▸ Excerto fornecido:
____________________
Iraque: Umas verdades

Que aquilo que vemos no Iraque hoje fique o epitáfio da presidência desastrosa de George W. Bush, discutivelmente a pior que esta nação teve alguma vez de sofrer. Porem as lágrimas de crocodilo derramadas por pretensiosos políticos sobre o tratamento recebido pelos antigos homens fortes de Bagdade demonstra quão pouco aqueles responsáveis por esse fracasso percebem acerca da região e das consequências das suas acções.

Que aquilo que vemos no Iraque hoje fique o epitáfio da presidência desastrosa de George W. Bush, discutivelmente a pior que esta nação teve alguma vez de sofrer. Porem as lágrimas de crocodilo derramadas por pretensiosos políticos sobre o tratamento recebido pelos antigos homens fortes de Bagdade demonstra quão pouco aqueles responsáveis por esse fracasso percebem acerca da região e das consequências das suas acções.

Não hajam dúvidas que o Saddam Hussein manteve o Iraque íntergro com pulso de ferro, entendendo que o ponto de equilíbrio tribal e étnico estava centrado a volta de um triângulo Sunita forte, uma região curda mais ou menos autónoma e uma zona xiita menos, e não mais, independente. Também não hajam duvidas que ele pessoalmente, tal como o Presidente Bush, assinou mandatos de execução (foi enforcado, se é que acreditamos na versão que este era o Saddam e que houve de facto um enforcamento, por assinar 148 mandatos por alta traição, enquanto George Bush assinou 152 quando Governador de Texas por crimes menores).

Também é verdade que o Iraque não é, e nunca foi, uma democracia ocidental e por isso por quê é que o seu governo tem de ser modelado num estilo ocidental, constituindo uma ilha política numa região de regimes dirigidas por um homem ou grupo?

Soa muito bem o Presidente da Comissão da União Europeia, José Barroso, dizer que é terrível que possam haver enforcamentos, mas não era ele um do Gang dos Quatro, com o Aznar de Espanha, e os Gémeos Terríveis, Bush e Blair, que deu o sim à guerra naquela reunião famosa nas Ilhas dos Açores, quando era Primeiro-ministro de Portugal?
____________________
(Registos de uma fonte de dados)
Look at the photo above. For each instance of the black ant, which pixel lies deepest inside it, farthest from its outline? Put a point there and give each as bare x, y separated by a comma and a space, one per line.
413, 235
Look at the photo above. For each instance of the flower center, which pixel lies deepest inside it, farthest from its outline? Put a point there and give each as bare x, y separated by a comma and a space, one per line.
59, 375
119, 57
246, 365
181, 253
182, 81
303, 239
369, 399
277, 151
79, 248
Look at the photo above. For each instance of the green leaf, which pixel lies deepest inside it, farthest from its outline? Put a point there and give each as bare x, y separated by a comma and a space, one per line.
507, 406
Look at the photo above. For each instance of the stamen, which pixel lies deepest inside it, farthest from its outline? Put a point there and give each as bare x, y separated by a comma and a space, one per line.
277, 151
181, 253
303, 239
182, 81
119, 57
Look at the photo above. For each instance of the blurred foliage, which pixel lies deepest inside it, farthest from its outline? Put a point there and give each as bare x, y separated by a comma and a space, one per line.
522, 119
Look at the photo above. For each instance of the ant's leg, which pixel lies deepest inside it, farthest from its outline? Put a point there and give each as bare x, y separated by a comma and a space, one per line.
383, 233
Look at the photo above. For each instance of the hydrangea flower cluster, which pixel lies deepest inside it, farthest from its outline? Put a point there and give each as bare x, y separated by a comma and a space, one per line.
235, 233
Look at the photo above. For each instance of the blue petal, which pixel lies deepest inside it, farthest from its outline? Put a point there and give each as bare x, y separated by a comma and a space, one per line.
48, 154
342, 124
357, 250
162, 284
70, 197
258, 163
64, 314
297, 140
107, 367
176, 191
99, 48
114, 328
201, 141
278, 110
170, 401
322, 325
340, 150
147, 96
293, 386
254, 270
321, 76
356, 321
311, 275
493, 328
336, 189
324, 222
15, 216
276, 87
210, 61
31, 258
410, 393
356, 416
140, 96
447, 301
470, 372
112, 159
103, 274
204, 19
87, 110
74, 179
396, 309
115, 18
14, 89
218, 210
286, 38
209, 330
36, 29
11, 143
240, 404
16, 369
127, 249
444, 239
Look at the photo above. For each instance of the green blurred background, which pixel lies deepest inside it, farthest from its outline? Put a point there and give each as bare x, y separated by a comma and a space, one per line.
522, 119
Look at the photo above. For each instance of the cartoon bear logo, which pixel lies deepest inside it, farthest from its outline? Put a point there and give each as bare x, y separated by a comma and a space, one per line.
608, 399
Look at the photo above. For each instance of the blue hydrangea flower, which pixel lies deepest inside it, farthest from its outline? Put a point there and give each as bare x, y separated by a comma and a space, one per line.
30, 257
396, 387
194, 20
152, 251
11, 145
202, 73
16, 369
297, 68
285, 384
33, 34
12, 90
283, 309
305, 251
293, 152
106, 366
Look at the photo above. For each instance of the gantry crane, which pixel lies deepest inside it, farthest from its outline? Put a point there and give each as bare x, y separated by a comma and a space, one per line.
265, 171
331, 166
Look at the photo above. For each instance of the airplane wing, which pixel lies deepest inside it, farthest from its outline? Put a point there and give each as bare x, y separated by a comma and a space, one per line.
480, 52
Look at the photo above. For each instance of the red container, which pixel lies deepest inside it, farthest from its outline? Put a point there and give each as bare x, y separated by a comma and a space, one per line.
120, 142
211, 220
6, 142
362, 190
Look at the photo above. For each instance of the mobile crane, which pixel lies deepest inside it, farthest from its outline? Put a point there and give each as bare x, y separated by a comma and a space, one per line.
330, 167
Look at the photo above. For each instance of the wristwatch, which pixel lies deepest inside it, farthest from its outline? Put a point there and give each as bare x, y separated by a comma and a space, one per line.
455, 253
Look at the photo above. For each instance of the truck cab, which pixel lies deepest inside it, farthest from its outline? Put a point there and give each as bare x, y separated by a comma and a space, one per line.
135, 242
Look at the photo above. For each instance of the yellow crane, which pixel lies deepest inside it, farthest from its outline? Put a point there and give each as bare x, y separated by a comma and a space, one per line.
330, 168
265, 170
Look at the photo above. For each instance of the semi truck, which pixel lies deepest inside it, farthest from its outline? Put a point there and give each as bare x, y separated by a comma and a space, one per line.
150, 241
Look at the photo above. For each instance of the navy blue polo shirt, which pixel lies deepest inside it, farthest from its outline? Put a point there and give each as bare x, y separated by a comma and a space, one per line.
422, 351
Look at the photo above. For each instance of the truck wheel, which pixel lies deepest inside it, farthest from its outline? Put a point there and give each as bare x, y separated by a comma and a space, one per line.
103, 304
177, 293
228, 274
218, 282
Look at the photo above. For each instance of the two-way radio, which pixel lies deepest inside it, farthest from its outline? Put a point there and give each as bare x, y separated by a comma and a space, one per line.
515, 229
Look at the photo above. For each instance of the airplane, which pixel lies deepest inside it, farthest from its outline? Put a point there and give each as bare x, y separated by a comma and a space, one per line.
____________________
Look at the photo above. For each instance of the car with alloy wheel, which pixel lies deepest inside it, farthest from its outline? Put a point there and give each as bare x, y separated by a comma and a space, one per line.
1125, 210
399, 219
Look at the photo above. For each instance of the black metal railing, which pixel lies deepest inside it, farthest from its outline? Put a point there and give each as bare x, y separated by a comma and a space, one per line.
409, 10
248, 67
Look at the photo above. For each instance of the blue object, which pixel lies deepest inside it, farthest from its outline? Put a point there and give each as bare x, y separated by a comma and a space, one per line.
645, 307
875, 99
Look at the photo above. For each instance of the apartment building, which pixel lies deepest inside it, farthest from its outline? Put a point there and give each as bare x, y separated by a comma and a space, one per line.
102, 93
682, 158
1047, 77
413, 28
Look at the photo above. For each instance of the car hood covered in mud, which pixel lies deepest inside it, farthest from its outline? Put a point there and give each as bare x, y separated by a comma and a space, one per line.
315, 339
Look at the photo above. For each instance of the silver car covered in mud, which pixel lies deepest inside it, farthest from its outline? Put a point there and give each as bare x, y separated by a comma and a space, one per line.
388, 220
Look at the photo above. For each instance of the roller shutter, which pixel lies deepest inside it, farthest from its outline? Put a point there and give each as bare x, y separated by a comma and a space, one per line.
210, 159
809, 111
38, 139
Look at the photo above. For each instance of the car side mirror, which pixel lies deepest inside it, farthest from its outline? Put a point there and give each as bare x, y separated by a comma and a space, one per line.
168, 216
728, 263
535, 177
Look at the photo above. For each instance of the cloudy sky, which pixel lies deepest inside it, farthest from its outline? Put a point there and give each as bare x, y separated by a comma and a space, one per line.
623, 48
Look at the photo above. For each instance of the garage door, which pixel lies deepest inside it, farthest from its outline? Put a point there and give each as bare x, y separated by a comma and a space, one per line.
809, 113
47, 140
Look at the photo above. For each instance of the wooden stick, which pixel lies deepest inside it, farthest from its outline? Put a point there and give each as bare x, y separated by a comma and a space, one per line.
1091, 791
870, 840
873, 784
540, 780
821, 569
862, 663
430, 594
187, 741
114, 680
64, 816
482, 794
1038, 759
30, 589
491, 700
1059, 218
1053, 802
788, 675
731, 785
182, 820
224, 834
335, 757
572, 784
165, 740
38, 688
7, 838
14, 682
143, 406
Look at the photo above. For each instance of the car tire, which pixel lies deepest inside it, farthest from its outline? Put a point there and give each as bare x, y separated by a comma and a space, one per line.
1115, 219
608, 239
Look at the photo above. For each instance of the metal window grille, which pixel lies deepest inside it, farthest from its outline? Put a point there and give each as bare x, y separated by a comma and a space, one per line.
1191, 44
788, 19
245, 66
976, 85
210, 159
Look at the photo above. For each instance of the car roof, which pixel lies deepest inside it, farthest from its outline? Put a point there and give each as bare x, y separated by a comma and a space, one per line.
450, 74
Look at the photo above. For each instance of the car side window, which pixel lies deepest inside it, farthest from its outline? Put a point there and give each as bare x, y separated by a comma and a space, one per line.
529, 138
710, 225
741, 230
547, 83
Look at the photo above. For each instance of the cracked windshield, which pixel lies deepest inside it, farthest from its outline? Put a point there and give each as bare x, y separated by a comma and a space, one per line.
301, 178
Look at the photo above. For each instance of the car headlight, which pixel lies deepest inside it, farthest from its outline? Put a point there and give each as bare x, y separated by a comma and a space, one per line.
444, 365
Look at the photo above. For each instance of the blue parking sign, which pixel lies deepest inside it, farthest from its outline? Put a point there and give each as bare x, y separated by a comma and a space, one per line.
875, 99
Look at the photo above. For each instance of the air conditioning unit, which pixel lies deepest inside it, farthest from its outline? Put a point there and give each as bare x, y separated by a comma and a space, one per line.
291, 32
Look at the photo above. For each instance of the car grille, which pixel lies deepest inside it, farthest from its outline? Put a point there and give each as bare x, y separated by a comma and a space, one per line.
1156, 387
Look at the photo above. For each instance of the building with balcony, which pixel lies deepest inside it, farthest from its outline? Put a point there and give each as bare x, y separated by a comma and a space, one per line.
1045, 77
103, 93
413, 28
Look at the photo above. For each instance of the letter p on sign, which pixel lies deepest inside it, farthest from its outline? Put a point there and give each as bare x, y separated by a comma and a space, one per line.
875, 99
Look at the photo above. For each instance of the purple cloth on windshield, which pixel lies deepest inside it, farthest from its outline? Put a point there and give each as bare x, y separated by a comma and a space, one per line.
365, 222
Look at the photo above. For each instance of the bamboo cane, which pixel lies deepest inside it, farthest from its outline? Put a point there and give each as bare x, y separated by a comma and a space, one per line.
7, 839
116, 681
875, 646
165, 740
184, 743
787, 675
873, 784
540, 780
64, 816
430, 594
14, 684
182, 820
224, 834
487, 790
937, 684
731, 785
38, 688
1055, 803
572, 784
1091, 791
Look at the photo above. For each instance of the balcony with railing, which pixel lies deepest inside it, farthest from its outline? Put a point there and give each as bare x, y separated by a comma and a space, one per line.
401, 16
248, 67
____________________
▸ Tarefas a realizar:
1. Responda às perguntas seguintes sobre o excerto acerca do Iraque.
(a) Quantos mandatos por alta traição assinou Saddam Hussein?
(b) Que tipo de regime o Iraque nunca foi?
(c) Que cargo ocupava José Barroso quando houve a reunião nas Ilhas dos Açores?
2. Identifique todas as linhas dos registos que contêm a palavra "center" e copie cada uma delas.

▸ Soluções:
1.
(a) 148 mandatos.
(b) Uma democracia ocidental.
(c) Primeiro-ministro de Portugal.

2.
Look at the photo above. For each instance of the flower center, which pixel lies deepest inside it, farthest from its outline? Put a point there and give each as bare x, y separated by a comma and a space, one per line.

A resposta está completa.